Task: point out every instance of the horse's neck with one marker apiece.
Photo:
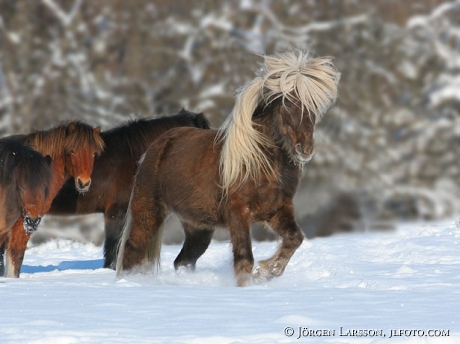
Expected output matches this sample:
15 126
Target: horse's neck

#### [Exercise prompt]
Rewrite the records above, swapping "horse's neck" for "horse's mane" everywhere and changing nothing else. Omit the pictures.

#### [Task result]
Task: point out every instance of the horse's mane with one marker apiece.
Photo:
Expected output matches this sample:
15 126
Target: horse's mane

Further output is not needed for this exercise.